(Point annotation records)

-*-*-

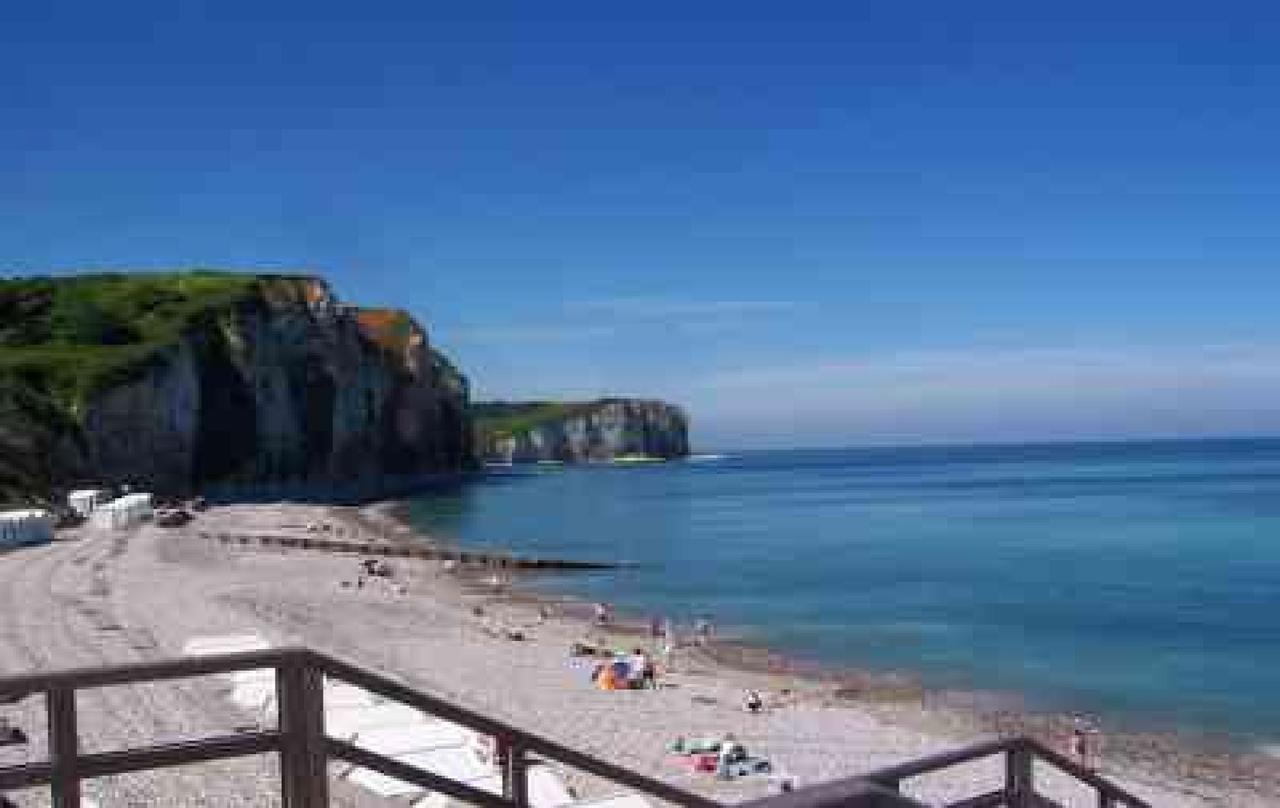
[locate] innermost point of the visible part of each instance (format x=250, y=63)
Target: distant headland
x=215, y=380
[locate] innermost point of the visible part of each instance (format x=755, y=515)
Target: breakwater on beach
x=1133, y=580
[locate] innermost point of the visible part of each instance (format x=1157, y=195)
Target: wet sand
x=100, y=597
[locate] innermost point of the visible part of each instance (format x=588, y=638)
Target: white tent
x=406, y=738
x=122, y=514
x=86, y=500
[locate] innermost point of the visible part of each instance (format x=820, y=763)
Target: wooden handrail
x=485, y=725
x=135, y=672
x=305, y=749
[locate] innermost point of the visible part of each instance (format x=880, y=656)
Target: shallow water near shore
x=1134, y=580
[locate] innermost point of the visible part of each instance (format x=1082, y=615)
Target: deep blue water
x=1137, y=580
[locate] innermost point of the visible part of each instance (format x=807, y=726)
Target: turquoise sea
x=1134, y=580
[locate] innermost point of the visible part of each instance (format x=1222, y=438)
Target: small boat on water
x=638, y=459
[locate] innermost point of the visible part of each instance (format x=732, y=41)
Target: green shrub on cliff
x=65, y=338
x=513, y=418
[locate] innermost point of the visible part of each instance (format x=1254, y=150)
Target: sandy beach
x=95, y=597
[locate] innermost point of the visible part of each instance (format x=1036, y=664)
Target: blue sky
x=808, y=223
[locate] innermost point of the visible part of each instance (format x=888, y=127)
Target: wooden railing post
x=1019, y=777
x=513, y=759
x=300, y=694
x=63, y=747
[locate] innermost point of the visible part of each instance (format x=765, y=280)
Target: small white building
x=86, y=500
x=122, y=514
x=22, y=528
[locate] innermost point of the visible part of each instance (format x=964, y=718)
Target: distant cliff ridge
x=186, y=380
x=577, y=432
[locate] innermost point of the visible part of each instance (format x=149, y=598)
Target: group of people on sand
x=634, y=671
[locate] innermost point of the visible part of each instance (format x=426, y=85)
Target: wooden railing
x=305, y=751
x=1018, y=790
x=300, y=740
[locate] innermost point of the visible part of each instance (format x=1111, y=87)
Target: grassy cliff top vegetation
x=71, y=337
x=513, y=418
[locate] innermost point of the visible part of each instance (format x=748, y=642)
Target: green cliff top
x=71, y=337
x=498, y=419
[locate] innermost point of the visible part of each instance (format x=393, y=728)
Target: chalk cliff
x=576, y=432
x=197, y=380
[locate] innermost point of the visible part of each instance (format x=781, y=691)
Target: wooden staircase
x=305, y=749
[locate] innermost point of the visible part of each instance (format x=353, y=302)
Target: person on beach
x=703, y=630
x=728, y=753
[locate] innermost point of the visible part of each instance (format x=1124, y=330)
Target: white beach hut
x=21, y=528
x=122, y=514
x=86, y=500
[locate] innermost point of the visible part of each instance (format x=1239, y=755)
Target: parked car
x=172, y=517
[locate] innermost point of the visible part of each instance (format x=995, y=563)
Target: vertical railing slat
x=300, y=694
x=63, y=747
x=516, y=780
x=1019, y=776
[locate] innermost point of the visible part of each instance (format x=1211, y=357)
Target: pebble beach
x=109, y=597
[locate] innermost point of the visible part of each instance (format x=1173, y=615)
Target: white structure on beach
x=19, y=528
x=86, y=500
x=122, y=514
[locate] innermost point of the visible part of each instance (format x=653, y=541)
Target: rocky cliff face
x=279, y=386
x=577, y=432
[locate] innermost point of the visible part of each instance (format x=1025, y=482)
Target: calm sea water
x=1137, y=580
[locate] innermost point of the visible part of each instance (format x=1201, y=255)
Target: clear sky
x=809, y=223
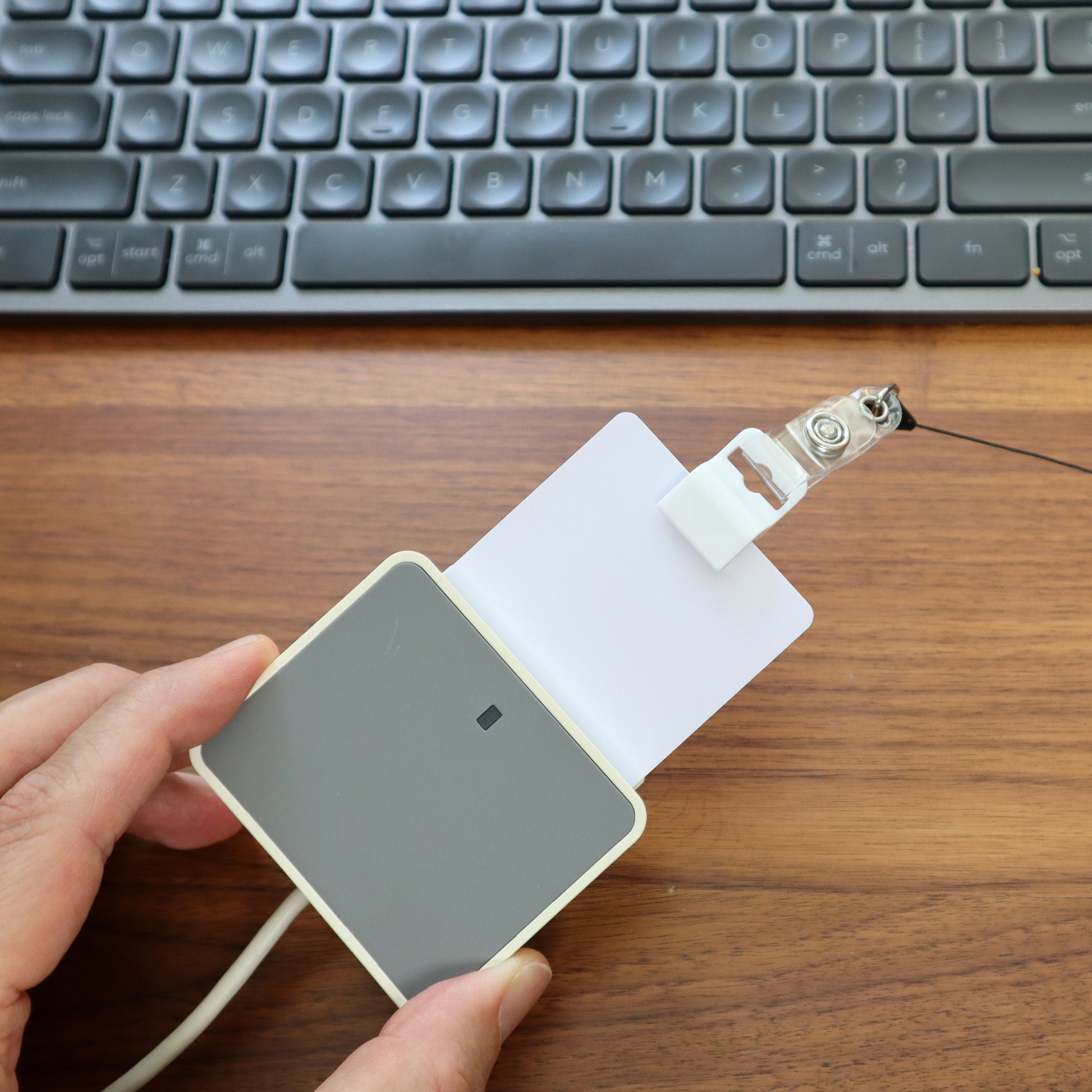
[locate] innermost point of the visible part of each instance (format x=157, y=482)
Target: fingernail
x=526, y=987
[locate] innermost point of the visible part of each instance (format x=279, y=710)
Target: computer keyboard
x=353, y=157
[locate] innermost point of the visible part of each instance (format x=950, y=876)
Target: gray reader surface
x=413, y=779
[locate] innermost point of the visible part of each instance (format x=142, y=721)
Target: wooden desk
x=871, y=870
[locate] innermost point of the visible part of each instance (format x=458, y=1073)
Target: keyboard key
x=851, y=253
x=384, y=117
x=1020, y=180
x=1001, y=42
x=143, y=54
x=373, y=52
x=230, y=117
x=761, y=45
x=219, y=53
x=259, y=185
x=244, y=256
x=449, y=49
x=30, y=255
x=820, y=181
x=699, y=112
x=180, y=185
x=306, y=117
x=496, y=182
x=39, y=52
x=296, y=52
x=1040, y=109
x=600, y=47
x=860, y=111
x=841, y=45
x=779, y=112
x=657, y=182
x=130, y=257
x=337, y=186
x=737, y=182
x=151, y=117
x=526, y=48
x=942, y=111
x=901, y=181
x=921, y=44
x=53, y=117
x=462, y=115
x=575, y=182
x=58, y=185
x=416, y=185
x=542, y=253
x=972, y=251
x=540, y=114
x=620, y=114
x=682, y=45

-*-*-

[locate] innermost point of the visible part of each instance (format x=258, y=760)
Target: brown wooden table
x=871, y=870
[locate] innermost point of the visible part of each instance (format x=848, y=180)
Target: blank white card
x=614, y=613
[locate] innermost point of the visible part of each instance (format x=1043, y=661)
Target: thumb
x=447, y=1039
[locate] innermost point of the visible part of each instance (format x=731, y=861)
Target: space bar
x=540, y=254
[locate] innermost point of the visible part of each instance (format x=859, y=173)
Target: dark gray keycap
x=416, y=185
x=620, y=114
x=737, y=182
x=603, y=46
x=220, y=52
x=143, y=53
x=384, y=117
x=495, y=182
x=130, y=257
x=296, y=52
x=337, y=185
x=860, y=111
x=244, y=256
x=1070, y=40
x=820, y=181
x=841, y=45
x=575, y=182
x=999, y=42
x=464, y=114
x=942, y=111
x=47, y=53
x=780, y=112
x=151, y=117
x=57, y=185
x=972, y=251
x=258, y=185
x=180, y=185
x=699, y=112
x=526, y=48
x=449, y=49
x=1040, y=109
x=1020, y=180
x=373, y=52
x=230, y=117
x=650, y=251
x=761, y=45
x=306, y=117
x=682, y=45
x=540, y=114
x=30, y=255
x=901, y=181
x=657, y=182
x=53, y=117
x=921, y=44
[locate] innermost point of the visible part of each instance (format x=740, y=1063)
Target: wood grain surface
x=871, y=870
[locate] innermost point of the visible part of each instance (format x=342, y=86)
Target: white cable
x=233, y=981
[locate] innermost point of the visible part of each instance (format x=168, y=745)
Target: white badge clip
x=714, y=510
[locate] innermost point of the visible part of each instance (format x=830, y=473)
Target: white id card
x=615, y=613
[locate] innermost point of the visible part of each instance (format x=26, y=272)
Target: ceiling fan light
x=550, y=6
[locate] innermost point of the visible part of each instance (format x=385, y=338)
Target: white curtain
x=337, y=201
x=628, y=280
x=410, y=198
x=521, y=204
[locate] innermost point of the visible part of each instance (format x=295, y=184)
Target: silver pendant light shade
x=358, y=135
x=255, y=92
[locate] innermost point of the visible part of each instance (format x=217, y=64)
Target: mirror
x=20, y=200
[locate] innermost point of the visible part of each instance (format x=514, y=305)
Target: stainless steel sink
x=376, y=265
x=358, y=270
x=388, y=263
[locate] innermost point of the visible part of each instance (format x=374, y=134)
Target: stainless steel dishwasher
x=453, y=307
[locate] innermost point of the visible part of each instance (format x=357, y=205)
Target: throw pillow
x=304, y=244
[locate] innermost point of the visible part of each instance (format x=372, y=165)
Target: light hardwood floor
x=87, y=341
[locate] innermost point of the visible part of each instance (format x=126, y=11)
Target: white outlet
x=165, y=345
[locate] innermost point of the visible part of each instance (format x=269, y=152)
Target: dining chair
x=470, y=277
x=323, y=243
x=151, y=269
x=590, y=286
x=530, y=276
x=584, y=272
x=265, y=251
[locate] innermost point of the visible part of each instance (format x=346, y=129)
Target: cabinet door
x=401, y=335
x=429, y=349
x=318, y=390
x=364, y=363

-*-*-

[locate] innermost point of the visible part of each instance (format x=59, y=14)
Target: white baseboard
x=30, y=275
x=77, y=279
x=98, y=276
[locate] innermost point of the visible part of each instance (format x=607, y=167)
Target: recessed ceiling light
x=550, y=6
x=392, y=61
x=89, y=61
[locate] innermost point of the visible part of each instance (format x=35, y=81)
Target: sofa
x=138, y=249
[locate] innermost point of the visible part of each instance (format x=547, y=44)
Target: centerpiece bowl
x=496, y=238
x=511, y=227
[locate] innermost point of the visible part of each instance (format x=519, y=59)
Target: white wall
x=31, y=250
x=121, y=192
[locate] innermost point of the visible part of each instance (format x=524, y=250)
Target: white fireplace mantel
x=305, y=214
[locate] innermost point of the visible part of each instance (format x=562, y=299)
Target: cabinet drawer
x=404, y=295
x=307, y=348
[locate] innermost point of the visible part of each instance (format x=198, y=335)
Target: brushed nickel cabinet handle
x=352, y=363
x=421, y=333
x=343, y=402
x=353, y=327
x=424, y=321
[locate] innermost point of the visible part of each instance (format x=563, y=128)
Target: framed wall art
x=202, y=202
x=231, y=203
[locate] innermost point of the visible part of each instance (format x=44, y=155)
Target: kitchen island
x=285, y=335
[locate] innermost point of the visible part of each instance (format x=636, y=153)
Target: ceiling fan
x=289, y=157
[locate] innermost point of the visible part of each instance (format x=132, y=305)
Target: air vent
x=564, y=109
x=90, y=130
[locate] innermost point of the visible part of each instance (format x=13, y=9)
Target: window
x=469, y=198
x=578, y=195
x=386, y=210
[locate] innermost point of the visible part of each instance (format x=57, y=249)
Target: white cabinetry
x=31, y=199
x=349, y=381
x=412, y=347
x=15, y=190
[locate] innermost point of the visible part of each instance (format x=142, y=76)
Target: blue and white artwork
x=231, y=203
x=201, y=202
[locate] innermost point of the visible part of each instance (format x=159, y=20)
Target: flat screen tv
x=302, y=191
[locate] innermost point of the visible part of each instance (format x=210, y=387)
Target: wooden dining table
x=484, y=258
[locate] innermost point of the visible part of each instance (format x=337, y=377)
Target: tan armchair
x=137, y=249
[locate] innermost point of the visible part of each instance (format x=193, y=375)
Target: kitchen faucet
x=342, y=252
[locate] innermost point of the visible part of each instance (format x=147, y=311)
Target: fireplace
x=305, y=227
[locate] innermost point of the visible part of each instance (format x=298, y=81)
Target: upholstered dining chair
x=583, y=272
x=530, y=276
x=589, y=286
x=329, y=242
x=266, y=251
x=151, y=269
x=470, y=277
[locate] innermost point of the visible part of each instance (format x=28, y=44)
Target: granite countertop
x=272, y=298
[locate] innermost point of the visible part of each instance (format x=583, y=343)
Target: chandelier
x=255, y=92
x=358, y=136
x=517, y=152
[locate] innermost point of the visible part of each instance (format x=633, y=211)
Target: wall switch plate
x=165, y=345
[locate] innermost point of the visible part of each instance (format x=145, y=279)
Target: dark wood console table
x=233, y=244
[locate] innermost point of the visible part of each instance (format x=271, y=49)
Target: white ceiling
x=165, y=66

-*-*-

**YOUR OBJECTIVE**
Return, unchanged, the lines of the listing above from the line containing "(format x=250, y=63)" up to and including the line containing "x=100, y=597".

**ANSWER FOR THIS EXERCISE**
[locate] innermost point of the visible part of each instance (format x=250, y=63)
Target: distant headland
x=215, y=380
[locate] innermost point of the visible part of each instance (format x=755, y=515)
Target: breakwater on beach
x=1133, y=580
[locate] innermost point of the visible part of each instance (format x=1157, y=195)
Target: wet sand
x=100, y=597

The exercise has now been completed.